### EXERCISE SET:
- A) Write out the passage on bus services word for word, from "As part of the" to "a franchised model.".
- B) Summarize the passage on bus services in two sentences.
- C) According to the passage on bus services, which areas have signed deals giving them powers to franchise their bus services?

+++ PAGE EXTRACT

But we are doing more.
As part of the government’s devolution plans, individual areas will be able to negotiate deals with government to provide them with greater influence over their local areas, including bus services.
We have signed groundbreaking deals with Greater Manchester, Cornwall, and now Sheffield, providing them with powers to franchise their bus services.
But franchising is not the only thing on the table.
We also have real ambitions to improve public transport in areas that do not wish to pursue re-regulation of the bus network.
That is why we are developing a package of new measures to encourage local authorities and bus operators to work in closer partnership.
Partnerships will help deliver improvements such as multi-operator ticketing and changes to the bus network that would otherwise only be possible under a franchised model.
So we will legislate to ensure these ambitions become a reality, through a Buses Bill that will be introduced later in the first session of Parliament.

++++++
+++ STUDY MATERIAL

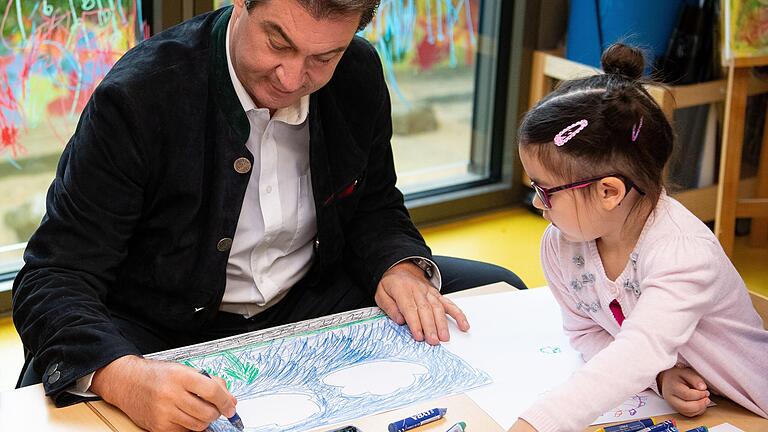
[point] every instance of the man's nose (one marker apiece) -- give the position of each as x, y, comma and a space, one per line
291, 75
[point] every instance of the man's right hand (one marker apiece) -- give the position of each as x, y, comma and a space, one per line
163, 396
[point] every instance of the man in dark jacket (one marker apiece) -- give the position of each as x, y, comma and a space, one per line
230, 174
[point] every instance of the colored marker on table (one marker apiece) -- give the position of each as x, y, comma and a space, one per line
417, 420
665, 426
632, 426
346, 429
235, 419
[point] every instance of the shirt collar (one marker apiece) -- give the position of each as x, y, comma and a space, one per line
294, 114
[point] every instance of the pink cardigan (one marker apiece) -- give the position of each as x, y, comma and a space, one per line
684, 302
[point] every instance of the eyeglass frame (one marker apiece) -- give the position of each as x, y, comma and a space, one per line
544, 193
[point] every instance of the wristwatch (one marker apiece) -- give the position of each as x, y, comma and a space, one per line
429, 269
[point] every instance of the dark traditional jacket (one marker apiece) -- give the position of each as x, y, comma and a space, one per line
146, 190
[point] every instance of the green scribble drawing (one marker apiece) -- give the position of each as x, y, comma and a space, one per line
237, 370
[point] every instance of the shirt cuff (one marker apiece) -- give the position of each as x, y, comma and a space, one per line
436, 280
81, 386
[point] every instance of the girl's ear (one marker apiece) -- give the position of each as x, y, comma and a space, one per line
611, 192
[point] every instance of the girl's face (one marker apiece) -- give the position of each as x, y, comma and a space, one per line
571, 213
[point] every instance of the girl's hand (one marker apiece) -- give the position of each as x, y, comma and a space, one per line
685, 390
522, 426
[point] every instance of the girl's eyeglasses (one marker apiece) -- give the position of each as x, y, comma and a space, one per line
545, 193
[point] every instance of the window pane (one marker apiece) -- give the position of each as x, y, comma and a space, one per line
430, 52
53, 54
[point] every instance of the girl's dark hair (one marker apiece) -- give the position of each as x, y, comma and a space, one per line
328, 8
613, 103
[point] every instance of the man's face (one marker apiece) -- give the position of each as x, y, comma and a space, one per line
281, 53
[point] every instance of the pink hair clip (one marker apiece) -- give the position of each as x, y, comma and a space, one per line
569, 132
636, 131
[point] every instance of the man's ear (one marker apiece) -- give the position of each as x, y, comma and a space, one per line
611, 192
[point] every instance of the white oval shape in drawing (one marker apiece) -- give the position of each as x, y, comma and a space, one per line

++++++

### SOLUTIONS TO EACH TASK:
- A)
As part of the government’s devolution plans, individual areas will be able to negotiate deals with government to provide them with greater influence over their local areas, including bus services.
We have signed groundbreaking deals with Greater Manchester, Cornwall, and now Sheffield, providing them with powers to franchise their bus services.
But franchising is not the only thing on the table.
We also have real ambitions to improve public transport in areas that do not wish to pursue re-regulation of the bus network.
That is why we are developing a package of new measures to encourage local authorities and bus operators to work in closer partnership.
Partnerships will help deliver improvements such as multi-operator ticketing and changes to the bus network that would otherwise only be possible under a franchised model.

- B) Under the government's devolution plans, areas can negotiate deals for greater influence over local services, and Greater Manchester, Cornwall, and Sheffield have been given powers to franchise their bus services. For areas that do not want re-regulation, the government is developing measures to encourage closer partnership between local authorities and bus operators, and it will legislate through a Buses Bill introduced later in the first session of Parliament.

- C) Greater Manchester, Cornwall, and Sheffield.